§ TAREFAS A CUMPRIR
(a) Responda às perguntas abaixo com base no texto sobre a vida literária brasileira, uma resposta por linha, marcadas como as perguntas.
(i) Qual obra de Afrânio Coutinho é citada, e em que ano foi publicada?
(ii) Segundo o texto, a atuação da crítica literária ficou relegada aos limites de qual tipo de crítica?
(iii) De acordo com o texto, o que falta à crítica para dar conta da multiplicidade de autores?
(b) Retome o texto sobre a vida literária brasileira logo após a sua última frase e escreva a continuação.

§ TRECHO DO DOCUMENTO
··········
                   Ao falar com justiça das mazelas e das imposturas da vida literária brasileira, sobretudo no grande centro representado pela vida literária carioca, Rio de Janeiro, lembro-me do historiador e crítico Afrânio Coutinho (1911-2000), na pequena obra, No hospital das letras (1963) traça, com veia crítica, e por vezes contundência, numa reunião de artigos antes publicados em jornais das décadas de 1940, 1950, a situação interna, o compadrio, as “igrejinhas,” o que Coutinho chamara “a comédia da vida literária,” enfim, as deturpações que presenciara no meio literário do Rio de Janeiro.
                  Fico a imaginar que, mutadis mutandi, o universo em que transita o escritor brasileiro hoje não é tão diferente de antigamente. As igrejinhas ainda persistem, os apadrinhados idem, as dificuldades que arrostam os escritores para penetrar nos meios editoriais, verdadeiro cipoal de grupos fechados, que deitam normas de avaliação para um escritor, novo ou velho e desconhecido, adentrar essa floresta de desencanto e de insulamento em que vive o autor nacional, desprestigiado e desiludido da vida literária.por isso, muitos  ficcionistas  desistem de escrever, por lhe faltarem estímulos, por se sentirem  injustiçados.  
                    O escritor de nosso país é um isolado, como assinalei, alguém ilhado nos seus próprios espaços de “emparedado,”seja para poder lançar um livro, seja para ter um lugar em que possa demonstrar sua capacidade no exercício da palavra escrita. Não empreendia nenhum estudo ou pesquisa para ir a fundo nessas questões afetas à vida editorial brasileira, contudo suspeito que semelhante situação corra em outros estados brasileiros.
                  Na questão da crítica literária, tanto na sua produção quanto na sua procura de espaço disponível a algum pretendente, o fato e que a sua atuação ficou mesmo relegada nos limites do que se costuma chamar crítica universitária, exercida, a meu ver, na sala de aula, nas revistas especializadas das universidades e eventualmente nos livros editados.
                    A multiplicidade de autores que editam suas obras não pode ser atendida pelo trabalho da crítica, mesmo da crítica universitária, por lhe faltar tempo e fôlego. Desta forma, cria-se uma outra realidade no universo da cultura literária, ou seja, a crítica literária, não deixando de ser uma atividade de alta relevância ao aprimoramento da literatura e dos leitores,  se apequena pela impossibilidade de  dar conta da mencionada multiplicidade de autores.
··········
§ INFORMAÇÕES FORNECIDAS
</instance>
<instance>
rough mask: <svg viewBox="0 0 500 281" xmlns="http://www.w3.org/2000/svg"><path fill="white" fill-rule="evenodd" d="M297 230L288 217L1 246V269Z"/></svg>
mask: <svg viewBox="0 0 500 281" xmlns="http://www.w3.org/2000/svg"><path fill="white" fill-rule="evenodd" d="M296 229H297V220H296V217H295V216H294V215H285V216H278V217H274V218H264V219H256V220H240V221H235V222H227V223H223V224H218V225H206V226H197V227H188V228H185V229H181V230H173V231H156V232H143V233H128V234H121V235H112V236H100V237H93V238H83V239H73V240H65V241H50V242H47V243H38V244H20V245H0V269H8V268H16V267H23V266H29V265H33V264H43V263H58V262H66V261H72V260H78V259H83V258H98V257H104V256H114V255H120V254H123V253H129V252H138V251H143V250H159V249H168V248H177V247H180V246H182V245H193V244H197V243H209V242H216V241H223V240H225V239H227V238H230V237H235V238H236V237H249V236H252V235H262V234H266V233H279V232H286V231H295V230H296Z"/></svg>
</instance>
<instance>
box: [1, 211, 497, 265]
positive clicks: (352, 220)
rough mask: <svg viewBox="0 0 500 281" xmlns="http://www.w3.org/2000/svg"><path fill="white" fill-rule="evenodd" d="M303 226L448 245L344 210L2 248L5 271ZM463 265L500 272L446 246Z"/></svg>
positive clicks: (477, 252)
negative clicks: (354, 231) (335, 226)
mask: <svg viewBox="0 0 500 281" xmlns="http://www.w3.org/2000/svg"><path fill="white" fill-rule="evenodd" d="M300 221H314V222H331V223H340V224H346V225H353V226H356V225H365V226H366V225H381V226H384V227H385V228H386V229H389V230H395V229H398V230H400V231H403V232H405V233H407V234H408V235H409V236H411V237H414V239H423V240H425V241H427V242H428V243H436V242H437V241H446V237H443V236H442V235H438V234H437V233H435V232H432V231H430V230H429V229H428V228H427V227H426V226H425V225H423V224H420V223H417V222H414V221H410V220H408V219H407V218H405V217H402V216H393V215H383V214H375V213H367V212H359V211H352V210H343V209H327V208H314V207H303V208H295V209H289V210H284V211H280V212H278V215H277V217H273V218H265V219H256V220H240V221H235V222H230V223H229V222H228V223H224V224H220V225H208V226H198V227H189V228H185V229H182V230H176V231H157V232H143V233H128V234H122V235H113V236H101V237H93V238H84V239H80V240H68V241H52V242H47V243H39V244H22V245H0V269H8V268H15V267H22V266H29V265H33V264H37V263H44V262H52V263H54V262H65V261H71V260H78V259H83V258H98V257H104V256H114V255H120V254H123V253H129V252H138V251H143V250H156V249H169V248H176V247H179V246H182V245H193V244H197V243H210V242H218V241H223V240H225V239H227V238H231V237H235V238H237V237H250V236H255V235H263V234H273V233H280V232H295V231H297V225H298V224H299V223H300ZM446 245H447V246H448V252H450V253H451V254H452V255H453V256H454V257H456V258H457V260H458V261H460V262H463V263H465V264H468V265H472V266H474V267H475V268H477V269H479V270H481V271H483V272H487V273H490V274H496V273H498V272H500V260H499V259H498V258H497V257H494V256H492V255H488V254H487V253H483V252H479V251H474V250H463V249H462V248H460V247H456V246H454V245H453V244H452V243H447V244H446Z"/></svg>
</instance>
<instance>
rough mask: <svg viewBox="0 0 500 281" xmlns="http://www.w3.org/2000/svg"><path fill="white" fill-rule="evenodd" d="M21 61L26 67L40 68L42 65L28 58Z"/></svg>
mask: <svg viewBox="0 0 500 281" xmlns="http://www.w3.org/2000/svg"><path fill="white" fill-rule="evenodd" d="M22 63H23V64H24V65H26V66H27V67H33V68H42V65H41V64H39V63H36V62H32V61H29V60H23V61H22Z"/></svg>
··········
§ RESPOSTAS ÀS TAREFAS
(a)
(i) No hospital das letras, publicada em 1963.
(ii) Aos limites da chamada crítica universitária.
(iii) Faltam-lhe tempo e fôlego.

(b)
                 O papel do crítico fica, pois, agora, numa quase absoluta desproporção de julgar obras de novos autores, com a agravante de que ainda há a circunstância de que o crítico não poderá deixar de estar ao corrente dos autores estrangeiros, também revelando um número gigantesco.
             O que tenho observado, no entanto, vale como uma saída à solução do problema: a busca da especialização, seja de autores, seja de gêneros, seja da “periodologia estética” nos moldes concebidos por Afrânio Coutinho. Ora, o abarcar-se de forma pessoal, um conjunto gigantesco de autores que continuam a surgir no panorama da literatura brasileira forçou uma seleção limitadora do trabalho do crítico. A crítica literária é uma atividade com tempo  datado para seus cultores justamente por exigir muita leitura,  muita pesquisa, muito suor e paciência.
                  O crítico passou a estudar, por exemplo, certos temas  e obras, aprofundando o conhecimento de sua área de atuação. Enfim, queremos significar que o papel atual do crítico torna-se cada vez mais restrito e lacunoso e, de certa forma, nisso ele perde a noção geral do conjunto do sistema literário.
              Essa é a condição do ônus que tem a pagar a crítica literária contemporânea. Seu raio de ação tornou-se, na pós-modernidade, de curto alcance,  fragmentário, espaçado,  fortuito. O individualismo crítico é, agora, um dado do passado e a sobrevivência da crítica literária, para não perder seu campo de ação, deve, como já tem sido feito, sempre constituir um trabalho coletivo, de conjunto, i.e., quando seu objetivo for mapear, historiar, discutir e analisar as obras literárias de um povo.